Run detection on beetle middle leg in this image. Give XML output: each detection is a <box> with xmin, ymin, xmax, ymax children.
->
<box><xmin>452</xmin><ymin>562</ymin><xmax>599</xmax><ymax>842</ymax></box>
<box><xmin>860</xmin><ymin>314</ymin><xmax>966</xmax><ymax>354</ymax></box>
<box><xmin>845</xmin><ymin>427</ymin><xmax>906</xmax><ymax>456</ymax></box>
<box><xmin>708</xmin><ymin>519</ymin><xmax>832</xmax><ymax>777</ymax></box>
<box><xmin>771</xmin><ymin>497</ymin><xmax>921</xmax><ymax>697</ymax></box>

= = = = = = =

Return the entries above in full and exactly as written.

* **Result of the task**
Run detection on beetle middle leg in this image. Give XML output: each detection is a <box> with xmin, ymin, xmax, ymax children.
->
<box><xmin>452</xmin><ymin>562</ymin><xmax>599</xmax><ymax>842</ymax></box>
<box><xmin>860</xmin><ymin>314</ymin><xmax>966</xmax><ymax>354</ymax></box>
<box><xmin>845</xmin><ymin>427</ymin><xmax>906</xmax><ymax>456</ymax></box>
<box><xmin>708</xmin><ymin>519</ymin><xmax>832</xmax><ymax>777</ymax></box>
<box><xmin>771</xmin><ymin>497</ymin><xmax>921</xmax><ymax>697</ymax></box>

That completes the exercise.